=== Exercise instructions ===
Retype each of the entries below word for word, omitting the images from your reply.
* start Supplied entries *
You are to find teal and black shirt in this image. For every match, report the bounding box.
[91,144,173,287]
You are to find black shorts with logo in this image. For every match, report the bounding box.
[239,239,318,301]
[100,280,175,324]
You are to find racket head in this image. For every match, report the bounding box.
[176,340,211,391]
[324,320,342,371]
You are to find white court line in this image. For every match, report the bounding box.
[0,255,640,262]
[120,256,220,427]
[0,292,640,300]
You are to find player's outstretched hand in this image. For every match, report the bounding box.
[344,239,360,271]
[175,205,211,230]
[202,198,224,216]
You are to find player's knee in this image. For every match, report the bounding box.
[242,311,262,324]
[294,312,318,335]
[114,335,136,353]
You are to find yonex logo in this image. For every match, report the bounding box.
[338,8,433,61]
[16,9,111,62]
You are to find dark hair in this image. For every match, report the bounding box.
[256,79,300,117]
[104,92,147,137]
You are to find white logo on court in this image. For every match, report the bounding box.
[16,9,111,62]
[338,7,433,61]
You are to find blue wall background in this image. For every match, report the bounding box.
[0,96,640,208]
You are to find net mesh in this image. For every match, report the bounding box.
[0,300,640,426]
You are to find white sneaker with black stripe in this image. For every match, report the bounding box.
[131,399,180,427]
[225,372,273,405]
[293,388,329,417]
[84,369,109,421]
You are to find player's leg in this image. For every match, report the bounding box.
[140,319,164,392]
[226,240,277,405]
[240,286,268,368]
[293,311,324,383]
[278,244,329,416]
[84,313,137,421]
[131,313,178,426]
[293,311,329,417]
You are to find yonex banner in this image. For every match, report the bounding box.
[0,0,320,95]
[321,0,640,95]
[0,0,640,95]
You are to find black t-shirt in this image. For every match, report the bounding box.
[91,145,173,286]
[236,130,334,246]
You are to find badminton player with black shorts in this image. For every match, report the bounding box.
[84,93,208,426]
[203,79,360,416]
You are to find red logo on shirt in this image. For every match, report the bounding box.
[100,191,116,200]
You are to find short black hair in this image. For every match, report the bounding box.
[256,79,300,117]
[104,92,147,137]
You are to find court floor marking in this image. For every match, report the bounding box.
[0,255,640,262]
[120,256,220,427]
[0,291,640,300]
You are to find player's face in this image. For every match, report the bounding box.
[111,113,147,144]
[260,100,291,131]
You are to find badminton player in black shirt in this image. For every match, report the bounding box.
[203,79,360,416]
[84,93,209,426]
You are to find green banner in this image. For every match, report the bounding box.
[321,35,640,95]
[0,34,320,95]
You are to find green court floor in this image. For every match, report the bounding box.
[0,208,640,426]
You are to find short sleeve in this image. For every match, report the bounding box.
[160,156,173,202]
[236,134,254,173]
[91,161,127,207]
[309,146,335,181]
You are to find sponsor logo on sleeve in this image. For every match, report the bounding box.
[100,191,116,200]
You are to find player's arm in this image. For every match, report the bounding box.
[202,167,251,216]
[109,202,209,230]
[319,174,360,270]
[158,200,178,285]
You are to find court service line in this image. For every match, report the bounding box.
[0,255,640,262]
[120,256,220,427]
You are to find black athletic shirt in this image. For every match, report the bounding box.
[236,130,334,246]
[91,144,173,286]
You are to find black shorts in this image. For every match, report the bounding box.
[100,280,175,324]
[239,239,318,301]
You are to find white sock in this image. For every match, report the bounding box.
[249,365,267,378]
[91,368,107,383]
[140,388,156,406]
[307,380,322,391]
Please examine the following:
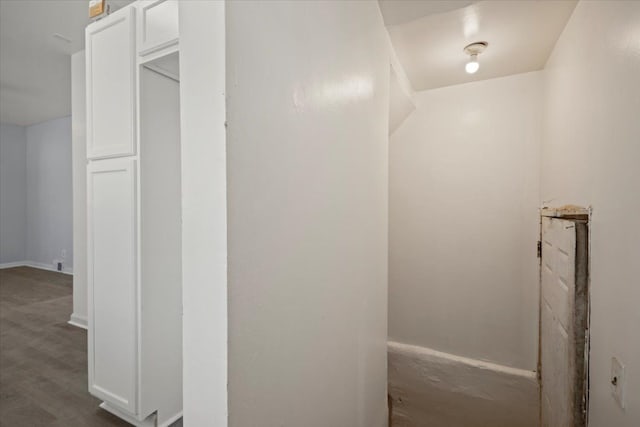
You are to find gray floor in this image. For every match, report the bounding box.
[0,267,135,427]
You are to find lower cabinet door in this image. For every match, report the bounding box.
[87,158,138,414]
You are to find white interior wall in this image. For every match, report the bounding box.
[389,72,542,371]
[26,117,73,271]
[228,1,389,427]
[541,1,640,427]
[71,51,88,327]
[0,123,27,266]
[179,1,227,427]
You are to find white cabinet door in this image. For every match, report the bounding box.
[87,159,137,413]
[86,7,136,159]
[138,0,178,56]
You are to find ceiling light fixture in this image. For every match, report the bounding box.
[464,42,489,74]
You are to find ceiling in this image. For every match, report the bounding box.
[379,0,577,91]
[0,0,130,126]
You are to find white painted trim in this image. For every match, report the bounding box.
[67,313,89,329]
[158,411,182,427]
[100,402,156,427]
[0,261,27,270]
[388,342,539,427]
[0,261,73,276]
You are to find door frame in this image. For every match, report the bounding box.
[537,205,592,427]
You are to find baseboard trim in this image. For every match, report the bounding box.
[100,402,156,427]
[67,313,89,329]
[158,411,182,427]
[0,261,26,270]
[388,342,539,427]
[0,261,73,276]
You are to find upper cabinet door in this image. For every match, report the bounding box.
[137,0,178,56]
[86,7,136,159]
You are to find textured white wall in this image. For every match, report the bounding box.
[228,1,389,427]
[179,1,227,427]
[26,117,73,270]
[71,51,88,325]
[389,72,542,371]
[542,1,640,427]
[0,123,27,264]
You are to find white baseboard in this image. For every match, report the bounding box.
[388,342,539,427]
[67,313,89,329]
[0,261,73,276]
[158,411,182,427]
[0,261,26,270]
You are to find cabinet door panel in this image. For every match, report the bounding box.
[86,7,136,159]
[138,0,178,55]
[87,159,137,413]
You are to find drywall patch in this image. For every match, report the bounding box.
[388,342,539,427]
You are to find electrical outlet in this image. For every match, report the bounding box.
[611,357,625,409]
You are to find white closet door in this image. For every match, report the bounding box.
[86,7,136,159]
[87,159,137,413]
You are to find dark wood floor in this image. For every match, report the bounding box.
[0,267,129,427]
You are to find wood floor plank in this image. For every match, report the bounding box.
[0,267,129,427]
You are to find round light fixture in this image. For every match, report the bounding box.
* end Supplied entries *
=== Output of the exercise ===
You are to find teal and black shirt in this image. For every match, report the bounding box.
[91,144,173,287]
You are to find black shorts with logo in this image. For every match, report the bounding box.
[239,239,318,301]
[100,280,175,324]
You are to find racket head in this image. For every match, report the bounding box.
[176,340,211,391]
[324,320,342,371]
You are to find white court line in this image. For every match, report the bounding box.
[0,255,640,262]
[120,256,220,427]
[0,292,640,300]
You are to find player's outstretched hand in this image. For every match, report the bounding box.
[344,239,360,271]
[175,205,211,230]
[202,198,224,216]
You are to find player's knee in this image. For every match, report the bounding box.
[242,311,262,324]
[294,312,318,335]
[114,335,136,353]
You are to find yonex logo in this image. For every match, report the bounding box.
[338,8,433,61]
[16,9,111,62]
You are to find dark hair in this image. For every match, report the bounding box.
[256,79,300,117]
[104,92,147,137]
You are to find white logo on court in this image. For every match, report the bounding box.
[16,9,111,62]
[338,7,433,61]
You are to find blue wall background in this image. For every match, report the bounding box.
[0,96,640,208]
You are to find net mesh in this image. For every match, report the bounding box.
[0,300,640,426]
You are to find white sneaker with black stripe in this image. For every match, report the bounding box.
[131,399,180,427]
[225,372,273,405]
[293,388,329,417]
[84,369,109,421]
You are to find player's leg in this image. For every match, report the bounding box.
[140,319,164,392]
[226,240,277,405]
[240,286,268,368]
[293,311,324,383]
[278,244,329,416]
[84,313,137,421]
[131,313,178,426]
[293,311,329,417]
You are to find yonex banner in this image. For every match, report the bounding box.
[0,0,320,95]
[321,0,640,95]
[0,0,640,95]
You are to find black t-shirt in this image. For every match, report the bounding box.
[91,145,173,286]
[236,130,334,246]
You are to find badminton player with black shorts in this image. For every match, report the bounding box.
[84,93,208,426]
[203,79,360,416]
You are to find red logo on shirt in this image. For every match, report the bounding box.
[100,191,116,200]
You are to find short black hair in this image. For every match, report the bounding box.
[256,79,300,117]
[104,92,147,137]
You are to find court floor marking in this image. For every match, report the bounding box.
[0,255,640,262]
[120,256,220,427]
[0,291,640,300]
You are to find player's face in this image. For every match, report the bounding box.
[111,113,147,144]
[260,100,291,131]
You are to find badminton player in black shirt in this image. For every match, report the bounding box.
[203,79,360,416]
[84,93,209,426]
You are to find green banner in this image. For every match, report the bounding box.
[321,35,640,95]
[0,34,320,95]
You are to find green court floor in this image. For every match, report the bounding box.
[0,208,640,426]
You are to find short sleeve in this image. For every match, report the bounding box.
[160,156,173,202]
[236,134,254,173]
[91,161,127,207]
[309,146,335,181]
You are to find sponsor logo on sleeve in this image. For every match, report the bounding box.
[100,191,116,200]
You are to find player's arm in this image. For every match, report the bounding box.
[202,167,251,216]
[109,202,209,230]
[319,174,360,270]
[158,200,178,285]
You are to find court service line in this image. For every match, report the bounding box.
[0,255,640,262]
[120,256,220,427]
You are to find black athletic shirt in this image. For every match, report the bounding box.
[236,130,334,246]
[91,144,173,286]
You are to find black shorts in this image. For every match, report the bounding box.
[100,280,175,324]
[239,239,318,301]
You are to find white sock in this image. For every match, report the bounding box.
[249,365,267,378]
[91,368,107,383]
[140,388,156,406]
[307,380,322,391]
Please examine the following:
You are to find gray floor in this image. For every match, report the bounding box.
[0,267,135,427]
You are to find lower cabinet door in this image. For every match, report the bounding box.
[87,158,138,414]
You are to find white interior wall in this image. For every match, report the bounding box.
[389,72,542,371]
[26,117,73,271]
[228,1,389,427]
[541,1,640,427]
[71,51,88,327]
[0,123,27,266]
[179,1,227,427]
You are to find white cabinet door in this image. For every match, report the bounding box.
[87,159,137,413]
[86,7,136,159]
[138,0,178,56]
You are to find ceiling light fixture in this image. For every match, report the bounding box.
[464,42,489,74]
You are to find ceiling in this image. For every match, report the bounding box.
[379,0,577,91]
[0,0,130,126]
You are to find white painted trim in this image. For every match, report the bounding box.
[67,313,89,329]
[158,411,182,427]
[100,402,156,427]
[0,261,27,270]
[388,342,539,427]
[0,261,73,276]
You are to find door frame in this image. For every match, report the bounding box.
[537,205,592,427]
You are to find baseboard trim in this image. For every match, report the bounding box.
[100,402,156,427]
[67,313,89,329]
[158,411,182,427]
[0,261,26,270]
[388,342,539,427]
[0,261,73,276]
You are to find upper cabinet door in this image. For every match, report the bounding box.
[137,0,178,56]
[86,7,136,159]
You are to find textured white wall in this image. For every match, report the bounding box.
[228,1,389,427]
[179,1,227,427]
[26,117,73,270]
[71,51,88,325]
[389,72,542,371]
[542,1,640,427]
[0,123,27,264]
You are to find white baseboard in this image. For every match, report the bounding box.
[388,342,539,427]
[67,313,89,329]
[0,261,73,276]
[158,411,182,427]
[0,261,26,270]
You are to find cabinet door panel in this image. For every match, report the bounding box.
[86,7,136,159]
[138,0,178,55]
[87,159,137,413]
You are to find drywall patch in this image. For every match, report the bounding box.
[388,342,539,427]
You are to find electrical outlet in this image. For every match, report the bounding box.
[611,357,625,409]
You are to find white closet door in this image. For every match, report the bounding box.
[86,7,136,159]
[87,159,137,413]
You are to find dark wood floor in this image. For every match, report the bounding box.
[0,267,129,427]
You are to find wood floor plank in this image. For every match, report the bounding box.
[0,267,129,427]
You are to find round light fixture in this image. For every match, report the bounding box.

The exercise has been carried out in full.